>>>

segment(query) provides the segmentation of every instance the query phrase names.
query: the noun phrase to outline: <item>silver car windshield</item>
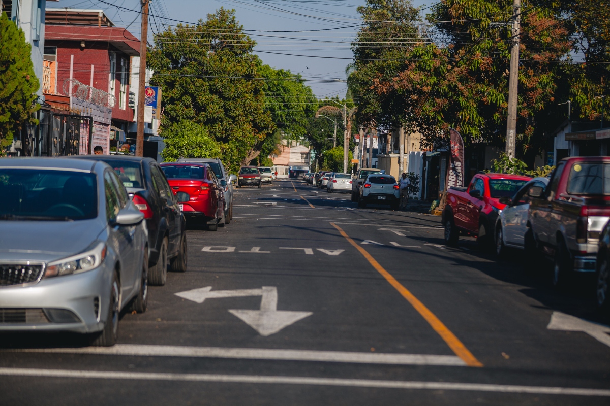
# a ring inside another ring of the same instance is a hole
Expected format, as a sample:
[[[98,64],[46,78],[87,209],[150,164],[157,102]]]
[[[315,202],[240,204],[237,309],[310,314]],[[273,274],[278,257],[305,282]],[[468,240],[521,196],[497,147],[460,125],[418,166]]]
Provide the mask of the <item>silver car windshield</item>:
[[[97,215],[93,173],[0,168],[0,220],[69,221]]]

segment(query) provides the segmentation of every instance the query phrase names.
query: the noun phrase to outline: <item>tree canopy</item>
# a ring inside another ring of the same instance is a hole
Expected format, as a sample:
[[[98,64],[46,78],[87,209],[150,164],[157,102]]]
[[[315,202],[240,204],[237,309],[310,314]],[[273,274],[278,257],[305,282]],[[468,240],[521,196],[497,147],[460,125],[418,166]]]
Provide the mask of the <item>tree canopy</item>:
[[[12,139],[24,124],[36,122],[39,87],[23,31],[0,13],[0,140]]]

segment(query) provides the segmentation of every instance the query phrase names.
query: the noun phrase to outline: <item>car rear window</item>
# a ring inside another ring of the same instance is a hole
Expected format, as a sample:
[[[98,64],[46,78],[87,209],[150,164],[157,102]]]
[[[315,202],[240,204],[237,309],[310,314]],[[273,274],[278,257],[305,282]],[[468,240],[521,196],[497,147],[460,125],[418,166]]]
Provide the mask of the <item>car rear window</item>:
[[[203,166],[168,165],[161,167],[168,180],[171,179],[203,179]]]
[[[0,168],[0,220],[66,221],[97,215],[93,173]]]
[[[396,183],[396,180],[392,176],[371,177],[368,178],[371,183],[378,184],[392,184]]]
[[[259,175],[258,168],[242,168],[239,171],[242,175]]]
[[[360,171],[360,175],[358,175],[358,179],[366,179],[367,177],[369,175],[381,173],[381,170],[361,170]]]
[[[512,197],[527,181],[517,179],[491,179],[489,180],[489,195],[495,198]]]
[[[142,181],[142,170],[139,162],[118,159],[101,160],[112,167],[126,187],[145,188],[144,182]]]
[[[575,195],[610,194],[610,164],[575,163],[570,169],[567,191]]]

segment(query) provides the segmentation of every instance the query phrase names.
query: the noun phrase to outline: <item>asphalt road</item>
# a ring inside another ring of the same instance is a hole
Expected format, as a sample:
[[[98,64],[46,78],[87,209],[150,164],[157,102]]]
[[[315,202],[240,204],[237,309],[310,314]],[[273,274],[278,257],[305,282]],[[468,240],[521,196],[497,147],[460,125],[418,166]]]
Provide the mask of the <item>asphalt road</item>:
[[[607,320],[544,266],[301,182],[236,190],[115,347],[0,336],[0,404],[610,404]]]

<<<
>>>

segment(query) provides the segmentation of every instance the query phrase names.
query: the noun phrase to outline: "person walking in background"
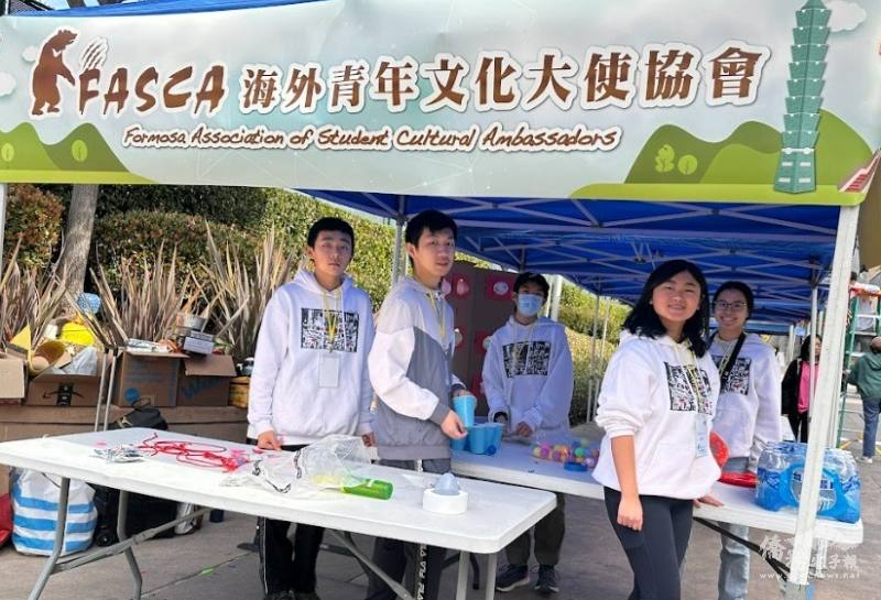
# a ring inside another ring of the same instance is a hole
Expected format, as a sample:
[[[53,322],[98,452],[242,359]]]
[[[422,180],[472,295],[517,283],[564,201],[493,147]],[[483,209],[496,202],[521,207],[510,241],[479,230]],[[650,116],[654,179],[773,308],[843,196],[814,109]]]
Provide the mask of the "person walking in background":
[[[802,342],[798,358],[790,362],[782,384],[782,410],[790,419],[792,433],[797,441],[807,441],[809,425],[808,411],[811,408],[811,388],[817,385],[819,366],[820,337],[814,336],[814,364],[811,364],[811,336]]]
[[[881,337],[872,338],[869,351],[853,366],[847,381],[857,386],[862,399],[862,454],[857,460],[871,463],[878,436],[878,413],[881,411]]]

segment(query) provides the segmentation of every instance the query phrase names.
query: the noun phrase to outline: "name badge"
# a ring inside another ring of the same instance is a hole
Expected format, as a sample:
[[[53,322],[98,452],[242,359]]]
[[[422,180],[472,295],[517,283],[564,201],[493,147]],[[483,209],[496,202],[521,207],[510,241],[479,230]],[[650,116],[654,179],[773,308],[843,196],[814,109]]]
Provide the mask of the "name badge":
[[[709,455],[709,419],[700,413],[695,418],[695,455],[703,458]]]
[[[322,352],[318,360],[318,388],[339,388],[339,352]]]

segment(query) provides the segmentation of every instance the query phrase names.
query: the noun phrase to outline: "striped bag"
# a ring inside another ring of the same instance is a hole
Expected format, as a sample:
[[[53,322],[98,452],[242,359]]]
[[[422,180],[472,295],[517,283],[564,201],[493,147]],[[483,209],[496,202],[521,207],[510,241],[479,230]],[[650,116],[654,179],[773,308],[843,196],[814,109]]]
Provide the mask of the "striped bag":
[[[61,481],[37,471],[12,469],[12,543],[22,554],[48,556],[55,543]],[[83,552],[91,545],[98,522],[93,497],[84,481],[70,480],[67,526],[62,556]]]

<<<

What you should do
Give only the number of lines in the entries above that contain the word "person", treating case as significant.

Finished answer
2